═══ Records for processing ═══
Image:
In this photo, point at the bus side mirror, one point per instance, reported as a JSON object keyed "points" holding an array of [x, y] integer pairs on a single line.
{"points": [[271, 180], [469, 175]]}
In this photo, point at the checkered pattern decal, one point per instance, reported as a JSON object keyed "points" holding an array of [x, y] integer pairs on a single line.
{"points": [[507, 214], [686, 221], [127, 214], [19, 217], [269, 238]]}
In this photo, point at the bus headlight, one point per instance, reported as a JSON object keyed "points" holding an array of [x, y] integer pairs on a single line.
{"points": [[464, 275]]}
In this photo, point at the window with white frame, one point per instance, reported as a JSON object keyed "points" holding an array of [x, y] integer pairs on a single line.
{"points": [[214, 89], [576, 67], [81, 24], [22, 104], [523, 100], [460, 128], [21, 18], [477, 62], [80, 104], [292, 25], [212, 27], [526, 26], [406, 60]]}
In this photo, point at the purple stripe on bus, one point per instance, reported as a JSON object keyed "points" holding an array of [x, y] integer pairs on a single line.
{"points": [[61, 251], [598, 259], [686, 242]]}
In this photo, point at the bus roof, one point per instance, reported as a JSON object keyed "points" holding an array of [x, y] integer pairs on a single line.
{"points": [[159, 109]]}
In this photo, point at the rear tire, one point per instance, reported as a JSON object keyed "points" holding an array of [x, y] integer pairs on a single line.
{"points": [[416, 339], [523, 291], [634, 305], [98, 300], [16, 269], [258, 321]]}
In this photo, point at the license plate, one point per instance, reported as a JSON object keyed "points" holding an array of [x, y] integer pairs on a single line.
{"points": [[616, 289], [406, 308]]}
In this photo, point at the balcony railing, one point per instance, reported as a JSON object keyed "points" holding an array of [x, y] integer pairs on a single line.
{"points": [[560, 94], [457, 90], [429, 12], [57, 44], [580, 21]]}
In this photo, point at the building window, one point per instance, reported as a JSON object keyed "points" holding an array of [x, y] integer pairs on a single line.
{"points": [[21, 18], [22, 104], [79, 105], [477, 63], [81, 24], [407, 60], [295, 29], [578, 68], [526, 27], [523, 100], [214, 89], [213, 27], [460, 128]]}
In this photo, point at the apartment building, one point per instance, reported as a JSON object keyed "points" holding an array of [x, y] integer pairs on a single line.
═══
Work instructions:
Your reply should consist of the records, duplicated exactly.

Solution for this exercise:
Image:
In this photo, point at the bus side mirror, one point per instance, reported as a JSON object keyed "points" holding an array of [x, y] integer pairs on a single line.
{"points": [[271, 180], [469, 175]]}
In this photo, point at the checkered pattern decal, one point per instance, reported as a JSON object keyed "points" holding an array of [x, y] integer pairs on a single line.
{"points": [[507, 214], [686, 221], [127, 214], [19, 217], [269, 238]]}
In this photo, point at the bus headlight, one point per instance, reported as a JSON object keyed "points" holding an array of [x, y] integer pairs on a single line.
{"points": [[464, 275]]}
In this photo, point at the window with white frame, one point per instance, reported as a JSON object keyed "points" holding an array of [x, y] integer pairs on a single line.
{"points": [[214, 89], [576, 67], [81, 24], [22, 104], [523, 100], [460, 128], [21, 18], [477, 62], [80, 104], [292, 25], [212, 27], [526, 26], [406, 60]]}
In this photo, point at the purple stripe on bus, one point per instance, reported as a JSON object keyed "points" holding an array of [x, y] integer pairs on a single line.
{"points": [[61, 251], [598, 259], [686, 242]]}
In this photo, point at the bus roof, one point per instance, reported as a JSON object keyed "points" holding an array of [x, y] integer pairs on a single line.
{"points": [[159, 109]]}
In this photo, point at the rear tire, one point per instance, reported as a JSON object keyed "points" holding an array of [x, y] integer pairs on a single line.
{"points": [[416, 339], [523, 291], [634, 305], [98, 300], [16, 269], [258, 321]]}
In this photo, point at the license plate, one point per instance, reported as a JSON object keyed "points" holding an array of [x, y] integer pairs on a single line.
{"points": [[616, 289], [406, 308]]}
In this photo, point at the balcony railing, one point per instance, reported as a JSON object keyed "points" holding an array of [x, y] integer pairs on a single line.
{"points": [[560, 94], [457, 90], [429, 12], [57, 44], [580, 21]]}
In this photo, point at the building window, one point per instance, reported as a JSON object keyed "points" holding an array of [x, y] integer pairs on a single line.
{"points": [[21, 18], [22, 104], [79, 105], [477, 63], [81, 24], [407, 60], [295, 29], [578, 68], [526, 27], [523, 100], [214, 89], [213, 27], [460, 128]]}
In this photo, point at the apartment building, one point per instance, reported as a JSON object keyed "points" holding an array of [x, y] integer pairs on a single line.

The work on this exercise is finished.